Print out the entries below with no edits.

----------------

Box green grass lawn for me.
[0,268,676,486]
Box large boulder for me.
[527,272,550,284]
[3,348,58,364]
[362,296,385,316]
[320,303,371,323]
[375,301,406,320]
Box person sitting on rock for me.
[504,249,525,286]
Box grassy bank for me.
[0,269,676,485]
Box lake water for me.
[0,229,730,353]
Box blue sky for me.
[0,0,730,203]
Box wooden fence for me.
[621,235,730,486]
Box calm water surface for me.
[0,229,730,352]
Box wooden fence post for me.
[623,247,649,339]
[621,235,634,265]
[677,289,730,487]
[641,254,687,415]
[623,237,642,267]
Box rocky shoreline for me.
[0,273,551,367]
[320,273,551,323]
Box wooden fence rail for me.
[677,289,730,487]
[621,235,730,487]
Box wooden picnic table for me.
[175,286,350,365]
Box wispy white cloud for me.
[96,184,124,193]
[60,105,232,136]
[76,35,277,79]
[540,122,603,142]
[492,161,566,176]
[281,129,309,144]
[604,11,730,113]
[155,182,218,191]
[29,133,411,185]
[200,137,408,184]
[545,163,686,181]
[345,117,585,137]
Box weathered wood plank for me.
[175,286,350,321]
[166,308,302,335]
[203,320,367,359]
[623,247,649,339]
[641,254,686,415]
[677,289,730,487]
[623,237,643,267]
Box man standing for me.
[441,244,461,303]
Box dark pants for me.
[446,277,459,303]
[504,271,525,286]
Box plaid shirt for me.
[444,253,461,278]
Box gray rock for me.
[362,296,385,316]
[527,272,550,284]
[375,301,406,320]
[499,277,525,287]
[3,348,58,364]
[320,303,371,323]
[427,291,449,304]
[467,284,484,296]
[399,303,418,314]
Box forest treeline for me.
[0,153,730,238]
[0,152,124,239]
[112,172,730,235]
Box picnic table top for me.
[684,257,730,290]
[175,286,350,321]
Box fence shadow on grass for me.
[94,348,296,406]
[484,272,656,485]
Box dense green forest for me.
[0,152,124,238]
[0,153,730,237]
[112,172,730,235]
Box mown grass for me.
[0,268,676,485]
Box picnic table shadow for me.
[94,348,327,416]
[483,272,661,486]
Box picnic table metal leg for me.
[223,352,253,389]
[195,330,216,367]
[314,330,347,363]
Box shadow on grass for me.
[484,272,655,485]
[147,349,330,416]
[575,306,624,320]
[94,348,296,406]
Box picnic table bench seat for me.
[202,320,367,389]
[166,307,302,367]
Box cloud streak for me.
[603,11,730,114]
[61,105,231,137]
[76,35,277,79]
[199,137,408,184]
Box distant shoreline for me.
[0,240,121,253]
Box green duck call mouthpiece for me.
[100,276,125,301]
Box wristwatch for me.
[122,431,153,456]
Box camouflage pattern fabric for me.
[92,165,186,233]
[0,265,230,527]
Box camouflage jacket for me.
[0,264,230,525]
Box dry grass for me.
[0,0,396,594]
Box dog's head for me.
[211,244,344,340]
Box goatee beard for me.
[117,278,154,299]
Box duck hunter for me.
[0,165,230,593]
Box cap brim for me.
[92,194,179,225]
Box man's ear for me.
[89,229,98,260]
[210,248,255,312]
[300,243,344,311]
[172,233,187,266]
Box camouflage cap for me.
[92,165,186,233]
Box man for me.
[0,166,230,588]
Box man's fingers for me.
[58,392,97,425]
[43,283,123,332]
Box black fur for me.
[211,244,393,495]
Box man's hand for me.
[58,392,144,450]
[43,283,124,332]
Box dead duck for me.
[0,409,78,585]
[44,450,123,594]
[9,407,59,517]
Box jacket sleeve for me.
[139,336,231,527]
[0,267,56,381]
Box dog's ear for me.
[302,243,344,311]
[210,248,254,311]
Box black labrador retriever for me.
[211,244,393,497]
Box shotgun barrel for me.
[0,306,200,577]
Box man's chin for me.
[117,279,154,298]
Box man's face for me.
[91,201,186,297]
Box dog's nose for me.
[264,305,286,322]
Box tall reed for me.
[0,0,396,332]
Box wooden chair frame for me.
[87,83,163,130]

----------------

:: FINISHED EXERCISE ::
Box green grass lawn for me.
[0,268,676,486]
Box large boulder for me.
[527,272,550,284]
[3,348,58,364]
[362,296,385,316]
[320,303,371,323]
[375,301,406,320]
Box person sitting on rock for me.
[504,249,525,286]
Box grassy bank for me.
[0,269,676,485]
Box lake water for me.
[0,229,730,353]
Box blue sky for me.
[0,0,730,203]
Box wooden fence for me.
[621,235,730,486]
Box calm water surface for me.
[0,229,730,352]
Box wooden fence post for me.
[623,247,649,339]
[621,235,634,265]
[677,289,730,487]
[641,254,687,415]
[623,237,642,267]
Box rocky shoreline for me.
[0,273,551,367]
[320,273,551,323]
Box wooden fence rail for me.
[677,289,730,487]
[621,235,730,487]
Box wooden picnic table for me.
[175,286,350,365]
Box wispy white cloud for me.
[96,184,124,193]
[60,105,232,136]
[76,35,277,79]
[540,122,603,142]
[492,161,566,176]
[281,129,309,144]
[604,11,730,113]
[155,182,218,191]
[29,133,411,185]
[200,137,408,184]
[545,163,686,181]
[345,117,585,137]
Box weathered wood plank for me.
[175,286,350,321]
[166,308,302,335]
[203,320,367,359]
[623,247,649,339]
[641,254,686,415]
[677,289,730,487]
[623,237,643,267]
Box man standing for me.
[441,244,461,303]
Box dark pants for me.
[446,277,459,303]
[504,271,525,286]
Box plaid shirt for me.
[444,253,461,278]
Box gray rock for me.
[362,296,385,316]
[527,272,550,284]
[375,301,406,320]
[499,277,525,287]
[3,348,58,364]
[320,303,371,323]
[427,291,449,304]
[467,284,484,296]
[399,303,418,314]
Box forest treeline for me.
[0,153,730,238]
[0,152,124,239]
[112,172,730,235]
Box picnic table top for me.
[684,257,730,290]
[175,286,350,321]
Box fence shadow on grass for me.
[94,348,296,406]
[484,272,656,485]
Box dense green forest for me.
[0,152,124,238]
[0,153,730,237]
[112,172,730,235]
Box mown grass for me.
[0,268,676,485]
Box picnic table shadow for me.
[94,348,327,416]
[483,272,661,486]
Box picnic table metal leg for me.
[223,352,253,389]
[195,330,216,367]
[314,330,347,363]
Box shadow on grass for me.
[484,272,655,485]
[147,349,330,416]
[575,306,624,320]
[94,348,296,406]
Box picnic table bench seat for me.
[202,320,367,389]
[166,307,302,367]
Box cloud streak for me.
[603,11,730,114]
[61,105,231,137]
[76,35,277,79]
[199,137,408,184]
Box distant shoreline for me.
[0,240,121,253]
Box green duck call mouthpiece for me.
[100,276,125,301]
Box wristwatch for me.
[122,431,153,456]
Box camouflage pattern fabric for me.
[92,165,186,233]
[0,265,230,527]
Box camouflage jacket for me.
[0,264,230,525]
Box dry grass for me.
[0,0,396,594]
Box dog's head for me.
[211,244,344,340]
Box goatee beard for me.
[117,278,154,299]
Box duck hunter for me.
[0,165,230,593]
Box cap brim for me.
[92,194,179,225]
Box man's ear for me.
[89,229,98,260]
[210,248,255,312]
[300,243,344,311]
[172,233,187,266]
Box camouflage cap for me.
[92,165,186,233]
Box man for me.
[0,166,230,588]
Box man's fingers for me.
[58,392,97,425]
[43,283,123,332]
Box black fur for me.
[211,244,393,495]
Box man's hand for me.
[58,392,144,450]
[43,283,124,332]
Box dead duck for me.
[0,409,78,585]
[44,450,123,594]
[9,407,59,517]
Box jacket sleeve for me.
[139,336,231,527]
[0,267,56,381]
Box dog's ear for me.
[302,243,344,311]
[210,248,254,311]
Box black labrador retriever for me.
[211,244,393,497]
Box shotgun barrel for me.
[0,306,200,577]
Box man's chin for me.
[117,279,154,298]
Box man's face for me.
[91,201,186,297]
Box dog's nose for me.
[264,305,286,322]
Box tall reed for me.
[0,0,396,332]
Box wooden chair frame for me.
[87,83,163,130]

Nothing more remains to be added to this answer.